* _Texte source_:
□ □ □ □ □
Vers une utilisation responsable des terres rares tout au long de leur cycle de vie : résultats de l’expertise scientifique du CNRS

Matière

 

  • L’expertise scientifique collective (ESCo) Terres rares est une initiative du CNRS qui vise à établir l’état des connaissances scientifiques sur l’utilisation des terres rares tout au long de leur cycle de vie.
     

  • Trois approches sont étudiées : réduire leur utilisation par leur substitution dans les matériaux ou par une sobriété d’usage des produits qui en contiennent, les recycler en exploitant la « mine urbaine » et enfin les extraire autrement par des approches plus durables et des sources d’approvisionnement alternatives.
     

  • Réalisée par un collectif pluridisciplinaire d’une trentaine de scientifiques, cette expertise permet ainsi de fournir des éléments scientifiques solides pour éclairer le débat et la décision publics.
□ □ □ □ □
* _Extraits de données_:

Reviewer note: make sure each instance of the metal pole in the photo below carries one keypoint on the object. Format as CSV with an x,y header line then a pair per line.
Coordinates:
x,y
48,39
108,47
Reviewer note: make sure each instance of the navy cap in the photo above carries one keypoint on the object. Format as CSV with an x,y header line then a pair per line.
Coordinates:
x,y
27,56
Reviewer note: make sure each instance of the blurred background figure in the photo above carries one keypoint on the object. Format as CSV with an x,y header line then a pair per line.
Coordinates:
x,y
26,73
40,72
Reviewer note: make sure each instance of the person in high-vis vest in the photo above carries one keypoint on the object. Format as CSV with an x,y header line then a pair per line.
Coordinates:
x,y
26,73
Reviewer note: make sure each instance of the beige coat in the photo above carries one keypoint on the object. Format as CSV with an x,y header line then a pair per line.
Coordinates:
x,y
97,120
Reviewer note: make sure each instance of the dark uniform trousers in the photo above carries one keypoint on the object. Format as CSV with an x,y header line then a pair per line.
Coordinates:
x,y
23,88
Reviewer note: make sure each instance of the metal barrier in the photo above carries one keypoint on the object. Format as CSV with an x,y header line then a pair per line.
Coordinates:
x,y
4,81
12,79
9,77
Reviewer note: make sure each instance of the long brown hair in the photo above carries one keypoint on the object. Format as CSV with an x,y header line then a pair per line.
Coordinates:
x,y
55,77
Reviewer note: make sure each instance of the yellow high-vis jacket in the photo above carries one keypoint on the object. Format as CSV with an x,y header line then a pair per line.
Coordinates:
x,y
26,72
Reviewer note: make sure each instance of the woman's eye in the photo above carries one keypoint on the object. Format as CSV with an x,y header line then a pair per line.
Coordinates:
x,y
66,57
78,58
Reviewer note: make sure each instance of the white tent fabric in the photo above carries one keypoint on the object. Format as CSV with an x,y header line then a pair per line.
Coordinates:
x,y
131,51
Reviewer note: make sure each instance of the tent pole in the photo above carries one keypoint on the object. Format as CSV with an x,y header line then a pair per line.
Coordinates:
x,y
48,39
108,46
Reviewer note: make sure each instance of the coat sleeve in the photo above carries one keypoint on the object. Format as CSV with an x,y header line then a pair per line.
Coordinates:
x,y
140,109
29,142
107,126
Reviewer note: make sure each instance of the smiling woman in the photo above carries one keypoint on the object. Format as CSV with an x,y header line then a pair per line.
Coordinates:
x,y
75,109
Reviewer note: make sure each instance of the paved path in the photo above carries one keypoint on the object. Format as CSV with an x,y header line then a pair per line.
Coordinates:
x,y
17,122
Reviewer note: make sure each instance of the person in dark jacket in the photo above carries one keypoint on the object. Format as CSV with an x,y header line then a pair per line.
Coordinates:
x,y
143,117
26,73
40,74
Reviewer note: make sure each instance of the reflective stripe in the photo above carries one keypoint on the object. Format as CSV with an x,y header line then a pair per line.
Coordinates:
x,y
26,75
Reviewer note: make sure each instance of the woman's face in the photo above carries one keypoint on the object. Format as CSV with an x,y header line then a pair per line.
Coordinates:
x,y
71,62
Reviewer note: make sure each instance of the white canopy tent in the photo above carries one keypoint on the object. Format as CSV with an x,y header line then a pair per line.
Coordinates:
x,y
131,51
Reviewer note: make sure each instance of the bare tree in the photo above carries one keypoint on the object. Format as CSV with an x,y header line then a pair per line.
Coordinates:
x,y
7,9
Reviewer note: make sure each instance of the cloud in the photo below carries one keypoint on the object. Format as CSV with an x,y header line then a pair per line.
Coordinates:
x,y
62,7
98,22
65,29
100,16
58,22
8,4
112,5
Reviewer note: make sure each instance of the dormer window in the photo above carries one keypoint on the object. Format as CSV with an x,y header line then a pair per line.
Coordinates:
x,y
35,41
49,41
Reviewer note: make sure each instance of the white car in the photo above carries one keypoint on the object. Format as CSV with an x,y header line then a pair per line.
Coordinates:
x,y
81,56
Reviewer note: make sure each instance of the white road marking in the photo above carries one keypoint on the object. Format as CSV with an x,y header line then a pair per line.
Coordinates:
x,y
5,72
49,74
□ □ □ □ □
* _Liste des tâches_:
A: Recopiez le passage du texte sur les terres rares qui commence par « Vers une utilisation » et se termine par « la décision publics. ».
B: D'après le texte sur les terres rares, répondez brièvement :
(i) Quel organisme a lancé l'expertise scientifique collective Terres rares ?
(ii) Combien d'approches sont étudiées ?
(iii) Environ combien de scientifiques forment le collectif qui a réalisé cette expertise ?

* _Réponses par tâche_:
A:
Vers une utilisation responsable des terres rares tout au long de leur cycle de vie : résultats de l’expertise scientifique du CNRS

Matière

 

  • L’expertise scientifique collective (ESCo) Terres rares est une initiative du CNRS qui vise à établir l’état des connaissances scientifiques sur l’utilisation des terres rares tout au long de leur cycle de vie.
     

  • Trois approches sont étudiées : réduire leur utilisation par leur substitution dans les matériaux ou par une sobriété d’usage des produits qui en contiennent, les recycler en exploitant la « mine urbaine » et enfin les extraire autrement par des approches plus durables et des sources d’approvisionnement alternatives.
     

  • Réalisée par un collectif pluridisciplinaire d’une trentaine de scientifiques, cette expertise permet ainsi de fournir des éléments scientifiques solides pour éclairer le débat et la décision publics.

B:
(i) Le CNRS.
(ii) Trois.
(iii) Une trentaine.